Direction 1:
In the blog post, what does the writer call themselves when wondering why people come to them for advice?

***** Source passage *****

Wednesday, December 26, 2007

Two things I've realized as of late...

Love problems. Everyone's got 'em in one form or another. And for the past few months, people have been telling me theirs. Don't ask me why everyone turns to the neighborhood cynic for advice...but I do try to listen as best I could, and I guess that's mostly what they need. (And every now and then a good kick in the butt to get them to their senses...aaah, with friends like me, who needs enemies?haha).

Anyhow, as the title implies, the two things I've realized were a by-product of these late night sob story sharing sessions...or whatever it is you want to call them. Actually, I've come to several realizations, but not all of them I can talk about here. Go figure.

***** Data shown *****

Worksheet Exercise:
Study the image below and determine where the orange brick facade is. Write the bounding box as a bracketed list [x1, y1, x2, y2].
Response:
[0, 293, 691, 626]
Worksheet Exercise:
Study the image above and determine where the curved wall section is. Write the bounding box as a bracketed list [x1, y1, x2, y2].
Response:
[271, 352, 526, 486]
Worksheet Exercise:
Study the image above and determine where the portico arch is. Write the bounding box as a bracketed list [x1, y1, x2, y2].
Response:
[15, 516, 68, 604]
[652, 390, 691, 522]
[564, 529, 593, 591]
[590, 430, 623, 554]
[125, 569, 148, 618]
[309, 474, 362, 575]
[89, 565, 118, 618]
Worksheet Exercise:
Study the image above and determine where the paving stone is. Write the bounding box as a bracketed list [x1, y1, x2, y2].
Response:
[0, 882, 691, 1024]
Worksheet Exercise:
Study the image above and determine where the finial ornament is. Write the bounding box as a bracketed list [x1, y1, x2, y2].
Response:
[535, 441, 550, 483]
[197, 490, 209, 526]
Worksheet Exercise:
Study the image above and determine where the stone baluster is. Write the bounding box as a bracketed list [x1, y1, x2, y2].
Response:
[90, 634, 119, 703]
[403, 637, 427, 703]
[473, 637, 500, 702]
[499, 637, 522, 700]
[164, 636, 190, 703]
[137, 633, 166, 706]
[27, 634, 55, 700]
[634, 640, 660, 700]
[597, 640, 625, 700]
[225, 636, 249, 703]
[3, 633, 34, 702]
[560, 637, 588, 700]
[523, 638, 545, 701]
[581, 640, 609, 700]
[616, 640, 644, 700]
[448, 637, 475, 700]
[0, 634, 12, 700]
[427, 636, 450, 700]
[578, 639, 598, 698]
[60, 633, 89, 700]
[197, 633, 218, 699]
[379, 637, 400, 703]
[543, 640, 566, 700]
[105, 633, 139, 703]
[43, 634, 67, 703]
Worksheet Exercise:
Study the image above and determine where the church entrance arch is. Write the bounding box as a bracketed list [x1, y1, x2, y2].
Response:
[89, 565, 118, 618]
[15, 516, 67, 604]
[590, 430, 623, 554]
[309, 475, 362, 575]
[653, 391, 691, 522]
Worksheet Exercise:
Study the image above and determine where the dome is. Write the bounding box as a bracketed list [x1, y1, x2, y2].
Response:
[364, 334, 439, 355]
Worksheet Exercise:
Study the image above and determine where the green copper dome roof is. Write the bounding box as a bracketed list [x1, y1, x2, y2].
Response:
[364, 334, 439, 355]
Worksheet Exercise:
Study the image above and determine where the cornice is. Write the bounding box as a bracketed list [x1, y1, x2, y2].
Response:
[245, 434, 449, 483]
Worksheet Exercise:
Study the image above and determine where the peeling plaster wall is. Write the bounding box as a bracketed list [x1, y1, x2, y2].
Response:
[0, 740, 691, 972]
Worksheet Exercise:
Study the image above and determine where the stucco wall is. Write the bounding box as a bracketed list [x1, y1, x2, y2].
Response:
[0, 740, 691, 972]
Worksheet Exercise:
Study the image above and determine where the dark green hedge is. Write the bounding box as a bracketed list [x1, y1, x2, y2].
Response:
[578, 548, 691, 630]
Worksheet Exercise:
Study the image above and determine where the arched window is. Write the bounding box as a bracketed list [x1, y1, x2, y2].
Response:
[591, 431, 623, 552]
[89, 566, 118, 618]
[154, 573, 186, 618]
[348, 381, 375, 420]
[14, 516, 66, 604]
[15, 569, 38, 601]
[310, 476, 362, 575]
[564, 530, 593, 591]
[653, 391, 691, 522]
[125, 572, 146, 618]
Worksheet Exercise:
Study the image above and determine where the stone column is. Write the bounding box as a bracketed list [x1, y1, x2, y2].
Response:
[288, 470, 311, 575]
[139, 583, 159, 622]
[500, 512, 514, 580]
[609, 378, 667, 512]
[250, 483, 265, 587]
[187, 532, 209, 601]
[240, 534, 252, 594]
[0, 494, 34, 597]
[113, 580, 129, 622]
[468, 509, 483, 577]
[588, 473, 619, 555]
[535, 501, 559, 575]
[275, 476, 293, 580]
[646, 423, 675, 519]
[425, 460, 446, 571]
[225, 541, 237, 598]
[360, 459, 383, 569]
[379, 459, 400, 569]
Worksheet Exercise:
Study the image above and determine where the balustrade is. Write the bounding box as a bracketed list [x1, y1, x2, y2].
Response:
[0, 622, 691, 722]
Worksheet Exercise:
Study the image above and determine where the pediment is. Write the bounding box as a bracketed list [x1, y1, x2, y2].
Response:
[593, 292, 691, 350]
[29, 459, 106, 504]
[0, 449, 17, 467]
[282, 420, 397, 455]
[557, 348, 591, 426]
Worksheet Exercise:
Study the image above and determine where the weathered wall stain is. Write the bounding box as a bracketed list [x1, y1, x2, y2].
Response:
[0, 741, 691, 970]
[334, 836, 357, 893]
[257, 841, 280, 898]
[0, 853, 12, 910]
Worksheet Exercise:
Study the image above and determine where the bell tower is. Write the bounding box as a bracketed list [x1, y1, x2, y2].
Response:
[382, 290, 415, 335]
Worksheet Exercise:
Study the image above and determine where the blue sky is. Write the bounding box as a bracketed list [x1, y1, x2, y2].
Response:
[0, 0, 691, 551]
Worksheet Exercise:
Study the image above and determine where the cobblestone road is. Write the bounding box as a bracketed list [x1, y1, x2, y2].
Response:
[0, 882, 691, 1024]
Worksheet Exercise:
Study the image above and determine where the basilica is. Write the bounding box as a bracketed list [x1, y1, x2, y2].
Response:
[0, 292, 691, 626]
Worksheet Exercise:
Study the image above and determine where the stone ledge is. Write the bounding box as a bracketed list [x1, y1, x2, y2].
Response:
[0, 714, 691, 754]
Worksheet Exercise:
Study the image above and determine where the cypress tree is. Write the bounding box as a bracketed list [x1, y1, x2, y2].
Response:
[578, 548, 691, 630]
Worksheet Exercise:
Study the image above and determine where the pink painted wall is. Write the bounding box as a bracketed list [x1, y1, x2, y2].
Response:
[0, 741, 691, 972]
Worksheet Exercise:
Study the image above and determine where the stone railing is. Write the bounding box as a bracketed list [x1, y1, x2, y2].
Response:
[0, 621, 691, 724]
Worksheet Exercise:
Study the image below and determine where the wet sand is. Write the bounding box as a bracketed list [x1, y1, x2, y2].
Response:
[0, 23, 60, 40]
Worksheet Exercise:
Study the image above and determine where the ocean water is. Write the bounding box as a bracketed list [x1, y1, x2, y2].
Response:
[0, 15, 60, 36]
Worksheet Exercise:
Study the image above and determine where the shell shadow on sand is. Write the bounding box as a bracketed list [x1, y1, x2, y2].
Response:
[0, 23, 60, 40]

*****

Direction 2:
Copy out each line of the rows above that contains the word "wall".

Complete output 1:
The neighborhood cynic.

Complete output 2:
Study the image above and determine where the curved wall section is. Write the bounding box as a bracketed list [x1, y1, x2, y2].
Study the image above and determine where the peeling plaster wall is. Write the bounding box as a bracketed list [x1, y1, x2, y2].
Study the image above and determine where the stucco wall is. Write the bounding box as a bracketed list [x1, y1, x2, y2].
Study the image above and determine where the weathered wall stain is. Write the bounding box as a bracketed list [x1, y1, x2, y2].
Study the image above and determine where the pink painted wall is. Write the bounding box as a bracketed list [x1, y1, x2, y2].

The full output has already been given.